Mike Whitney lives in Washington state. He can be reached at: fergiewhitney@msn.com
CFSG: 144: Filing is for intent to sell. Just because you file, it does not mean it has been sold.
They still own more stock.
I wonder what additional info Sharesleuth will find? Did they cover, make big $$$ and move on, or are they going to pound away like an HSOA type campaign.
CFSG: From IHUB
Roth note on CFSG's drop
We remain confident in the Company's business fundamentals. China Fire, with its Sureland subsidiary is a real business. With a local presence in China, ROTH prides itself on due diligence and we always personally visit the company and keep in frequent contact with management. For China Fire, we have visited its home office and facilities in Beijing and Tianjin five times in the past 10 months. We have spoken to eight senior and mid-level managers at the company, not including rank-and-file employees, and we visited Wuhan Steel, the third-largest steel manufacturer in China and one of CFSG's major clients. We have verified with Capital Steel on the $31 million contract that CFSG recently announced and we only revised our estimate after the verification. In short, we believe China Fire has a very solid business.

☆ ☆ ☆ ☆ ☆

## TASK
For the text on China Fire, decide whether each statement agrees with it, answering yes or no and quoting the words that settle it: (a) ROTH visited the company's Beijing and Tianjin sites five times in the past 10 months; (b) ROTH spoke with ten senior and mid-level managers; (c) Wuhan Steel is the largest steel manufacturer in China. These lines aren't needed.

Saved data entries:
☆ ☆ ☆ ☆ ☆

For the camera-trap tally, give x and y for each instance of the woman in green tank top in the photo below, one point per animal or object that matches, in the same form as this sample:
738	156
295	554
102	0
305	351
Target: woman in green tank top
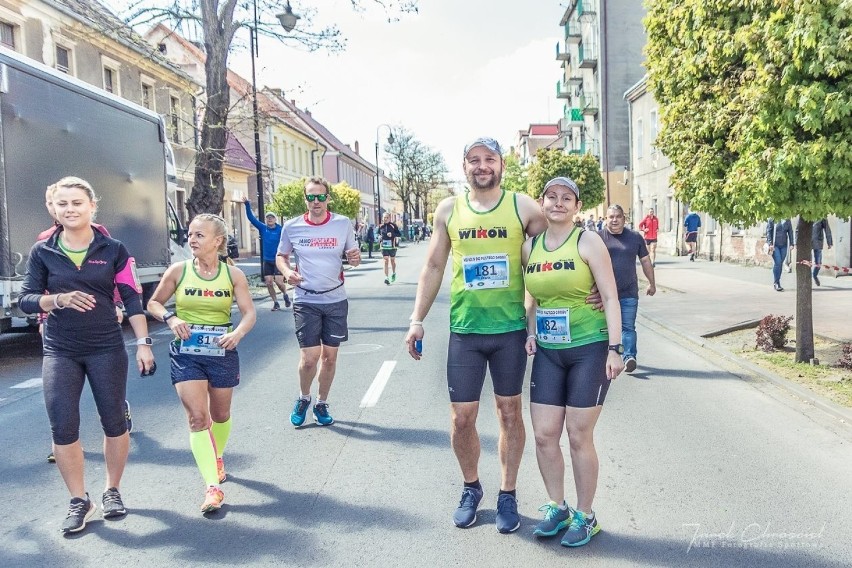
577	353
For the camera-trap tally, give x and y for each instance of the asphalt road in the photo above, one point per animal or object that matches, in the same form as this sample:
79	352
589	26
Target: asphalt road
698	467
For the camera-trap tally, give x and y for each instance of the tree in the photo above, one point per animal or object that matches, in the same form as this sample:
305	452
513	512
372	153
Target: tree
219	21
756	114
584	169
289	200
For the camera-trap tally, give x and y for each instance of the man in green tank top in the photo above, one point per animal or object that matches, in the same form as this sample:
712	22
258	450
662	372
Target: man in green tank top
484	229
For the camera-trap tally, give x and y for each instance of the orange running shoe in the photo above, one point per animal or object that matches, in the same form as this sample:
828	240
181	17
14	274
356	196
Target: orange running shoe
212	500
220	469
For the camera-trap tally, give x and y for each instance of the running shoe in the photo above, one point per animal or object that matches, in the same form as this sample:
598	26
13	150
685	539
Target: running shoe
581	530
465	514
507	514
79	512
321	415
128	417
300	409
555	519
220	470
112	504
212	500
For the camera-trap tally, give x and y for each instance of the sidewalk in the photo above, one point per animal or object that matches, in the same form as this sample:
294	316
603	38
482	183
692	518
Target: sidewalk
705	297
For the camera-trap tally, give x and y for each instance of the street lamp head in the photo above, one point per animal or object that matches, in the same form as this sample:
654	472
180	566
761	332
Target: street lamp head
288	19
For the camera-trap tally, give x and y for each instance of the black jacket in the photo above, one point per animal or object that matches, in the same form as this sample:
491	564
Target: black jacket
68	331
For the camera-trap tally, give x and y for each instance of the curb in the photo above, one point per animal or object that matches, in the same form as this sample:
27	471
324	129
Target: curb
841	413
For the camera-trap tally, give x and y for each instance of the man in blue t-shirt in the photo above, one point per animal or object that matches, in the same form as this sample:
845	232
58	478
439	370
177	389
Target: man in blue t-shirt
692	223
271	234
625	246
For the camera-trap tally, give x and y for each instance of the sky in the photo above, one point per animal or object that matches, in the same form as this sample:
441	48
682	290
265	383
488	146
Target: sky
458	70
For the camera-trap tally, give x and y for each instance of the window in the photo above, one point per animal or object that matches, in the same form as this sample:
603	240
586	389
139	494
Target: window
7	35
63	59
174	119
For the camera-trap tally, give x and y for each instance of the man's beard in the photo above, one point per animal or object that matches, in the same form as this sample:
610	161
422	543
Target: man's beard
496	177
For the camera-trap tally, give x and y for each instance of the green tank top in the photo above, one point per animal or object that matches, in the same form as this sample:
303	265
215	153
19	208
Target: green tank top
487	292
205	302
560	281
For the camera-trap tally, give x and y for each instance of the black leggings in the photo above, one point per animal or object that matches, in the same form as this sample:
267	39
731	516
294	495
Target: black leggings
63	378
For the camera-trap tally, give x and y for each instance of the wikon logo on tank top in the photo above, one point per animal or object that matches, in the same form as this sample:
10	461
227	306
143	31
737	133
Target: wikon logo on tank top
484	233
318	242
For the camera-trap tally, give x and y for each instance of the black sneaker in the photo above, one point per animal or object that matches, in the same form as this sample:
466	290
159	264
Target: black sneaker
79	512
113	506
128	417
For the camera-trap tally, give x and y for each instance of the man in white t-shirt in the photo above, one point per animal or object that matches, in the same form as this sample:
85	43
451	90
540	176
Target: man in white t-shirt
319	239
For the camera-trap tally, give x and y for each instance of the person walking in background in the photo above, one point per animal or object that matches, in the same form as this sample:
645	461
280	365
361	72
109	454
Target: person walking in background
78	267
820	237
487	319
270	233
320	239
625	246
692	223
578	352
779	236
649	227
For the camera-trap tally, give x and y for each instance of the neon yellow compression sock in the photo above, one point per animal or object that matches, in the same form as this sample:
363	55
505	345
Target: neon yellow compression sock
221	433
204	451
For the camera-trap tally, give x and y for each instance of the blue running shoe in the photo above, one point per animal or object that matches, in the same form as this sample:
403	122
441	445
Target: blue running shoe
555	519
507	514
581	530
300	410
321	415
465	515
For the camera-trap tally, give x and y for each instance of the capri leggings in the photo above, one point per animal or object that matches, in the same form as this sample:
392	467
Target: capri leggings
64	376
468	355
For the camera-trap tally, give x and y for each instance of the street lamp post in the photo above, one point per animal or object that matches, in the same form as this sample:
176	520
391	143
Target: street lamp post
288	21
378	199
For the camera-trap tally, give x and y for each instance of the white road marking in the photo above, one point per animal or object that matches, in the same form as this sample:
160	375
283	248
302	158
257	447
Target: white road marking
28	384
375	391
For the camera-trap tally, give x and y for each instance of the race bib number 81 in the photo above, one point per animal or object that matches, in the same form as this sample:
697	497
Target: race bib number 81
486	271
552	325
203	340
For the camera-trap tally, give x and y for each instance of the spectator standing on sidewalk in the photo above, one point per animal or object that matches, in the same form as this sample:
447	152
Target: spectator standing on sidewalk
270	233
487	319
692	223
649	227
625	246
780	237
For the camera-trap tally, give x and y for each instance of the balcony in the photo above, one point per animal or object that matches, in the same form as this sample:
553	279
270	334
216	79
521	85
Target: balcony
572	32
588	55
589	104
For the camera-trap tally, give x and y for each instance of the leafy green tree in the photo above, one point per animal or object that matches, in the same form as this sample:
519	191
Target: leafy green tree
289	200
583	169
756	113
514	174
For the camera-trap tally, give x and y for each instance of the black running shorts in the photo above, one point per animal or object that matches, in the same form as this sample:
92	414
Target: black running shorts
468	355
574	377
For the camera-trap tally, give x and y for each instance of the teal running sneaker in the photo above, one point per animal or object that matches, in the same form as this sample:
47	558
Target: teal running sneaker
581	530
465	514
555	519
300	410
321	415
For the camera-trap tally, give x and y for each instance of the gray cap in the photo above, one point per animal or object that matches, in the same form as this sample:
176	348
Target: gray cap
562	180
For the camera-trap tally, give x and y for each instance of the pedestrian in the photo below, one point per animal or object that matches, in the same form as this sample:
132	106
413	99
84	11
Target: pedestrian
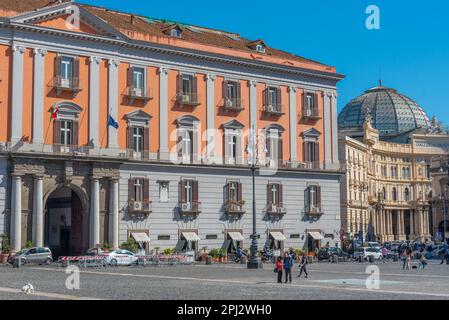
288	261
278	269
302	265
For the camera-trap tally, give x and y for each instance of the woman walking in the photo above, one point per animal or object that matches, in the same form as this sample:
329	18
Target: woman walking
302	265
278	269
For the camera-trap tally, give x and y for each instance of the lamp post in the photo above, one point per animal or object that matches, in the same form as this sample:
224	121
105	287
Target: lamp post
251	149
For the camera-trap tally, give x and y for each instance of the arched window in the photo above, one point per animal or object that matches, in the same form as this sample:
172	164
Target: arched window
406	194
394	194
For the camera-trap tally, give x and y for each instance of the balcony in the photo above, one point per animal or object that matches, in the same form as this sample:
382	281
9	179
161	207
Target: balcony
273	110
139	94
189	208
140	207
66	84
232	207
188	99
276	209
232	104
314	212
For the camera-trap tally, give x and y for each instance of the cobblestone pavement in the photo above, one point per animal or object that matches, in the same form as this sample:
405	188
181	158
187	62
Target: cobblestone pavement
228	282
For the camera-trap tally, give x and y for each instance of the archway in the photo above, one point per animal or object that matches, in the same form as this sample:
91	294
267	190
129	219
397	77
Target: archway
64	223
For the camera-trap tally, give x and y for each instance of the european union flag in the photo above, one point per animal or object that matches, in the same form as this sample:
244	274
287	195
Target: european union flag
112	122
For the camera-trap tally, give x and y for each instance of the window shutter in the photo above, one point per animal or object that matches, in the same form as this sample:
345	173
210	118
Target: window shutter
281	196
318	197
146	189
58	67
225	90
131	189
269	194
194	85
130	145
75	133
195	191
57	132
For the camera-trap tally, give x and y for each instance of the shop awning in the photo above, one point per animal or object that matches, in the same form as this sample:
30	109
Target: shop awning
190	236
140	237
316	235
237	236
278	236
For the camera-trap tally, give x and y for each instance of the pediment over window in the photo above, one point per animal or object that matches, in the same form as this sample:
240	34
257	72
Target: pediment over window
233	124
138	116
311	133
187	121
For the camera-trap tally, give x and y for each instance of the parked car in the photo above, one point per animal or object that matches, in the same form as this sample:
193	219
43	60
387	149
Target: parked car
38	255
121	258
366	252
327	253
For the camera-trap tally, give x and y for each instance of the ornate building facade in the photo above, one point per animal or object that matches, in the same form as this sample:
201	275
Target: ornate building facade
115	125
387	143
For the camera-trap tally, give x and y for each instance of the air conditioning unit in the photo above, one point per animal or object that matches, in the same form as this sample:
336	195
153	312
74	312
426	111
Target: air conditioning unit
137	206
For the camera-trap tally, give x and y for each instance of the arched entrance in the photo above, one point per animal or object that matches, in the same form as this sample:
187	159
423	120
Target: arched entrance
64	223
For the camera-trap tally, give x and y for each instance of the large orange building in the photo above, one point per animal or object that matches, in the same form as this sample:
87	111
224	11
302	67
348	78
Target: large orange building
115	125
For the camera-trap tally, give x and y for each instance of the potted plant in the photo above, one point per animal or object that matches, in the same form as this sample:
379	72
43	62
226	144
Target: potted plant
6	249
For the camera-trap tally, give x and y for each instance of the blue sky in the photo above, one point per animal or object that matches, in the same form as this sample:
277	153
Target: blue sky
409	53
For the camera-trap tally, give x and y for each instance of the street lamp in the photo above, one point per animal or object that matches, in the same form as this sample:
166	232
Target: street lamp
252	149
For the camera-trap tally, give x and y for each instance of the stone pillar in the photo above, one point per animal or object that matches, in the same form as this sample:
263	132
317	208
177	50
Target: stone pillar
17	93
114	222
163	114
293	125
38	96
210	118
113	101
327	119
94	212
94	101
38	212
16	213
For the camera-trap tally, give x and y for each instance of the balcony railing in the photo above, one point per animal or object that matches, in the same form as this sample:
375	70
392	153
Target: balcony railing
66	84
314	212
276	209
232	207
273	109
232	104
188	99
189	208
139	93
136	207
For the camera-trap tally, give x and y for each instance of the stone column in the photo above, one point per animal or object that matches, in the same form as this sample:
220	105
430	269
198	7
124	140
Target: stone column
210	118
38	212
17	93
95	212
16	213
293	124
94	101
114	222
113	102
327	119
38	96
163	114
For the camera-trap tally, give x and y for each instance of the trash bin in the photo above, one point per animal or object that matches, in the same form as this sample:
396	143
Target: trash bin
16	263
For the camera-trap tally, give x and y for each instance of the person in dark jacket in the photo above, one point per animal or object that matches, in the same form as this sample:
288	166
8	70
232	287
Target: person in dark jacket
288	263
279	266
302	265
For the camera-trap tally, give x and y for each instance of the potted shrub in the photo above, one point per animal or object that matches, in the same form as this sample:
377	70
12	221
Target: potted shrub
6	249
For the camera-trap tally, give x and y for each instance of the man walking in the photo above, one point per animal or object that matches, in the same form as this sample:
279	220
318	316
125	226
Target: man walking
288	261
302	265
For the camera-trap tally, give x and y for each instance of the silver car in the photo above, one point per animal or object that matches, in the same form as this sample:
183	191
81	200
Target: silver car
38	255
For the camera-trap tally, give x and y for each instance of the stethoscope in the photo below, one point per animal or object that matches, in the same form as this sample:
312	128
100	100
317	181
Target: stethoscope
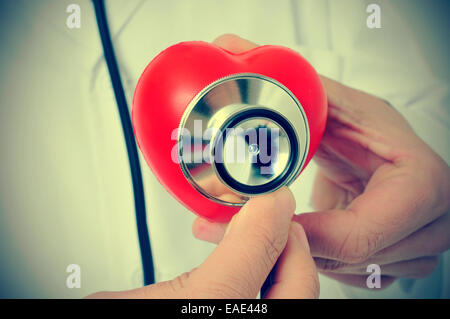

☆ ☆ ☆ ☆ ☆

## EXERCISE ANSWER
(a) Yes: "we have visited its home office and facilities in Beijing and Tianjin five times in the past 10 months."
(b) No: "We have spoken to eight senior and mid-level managers at the company."
(c) No: "Wuhan Steel, the third-largest steel manufacturer in China."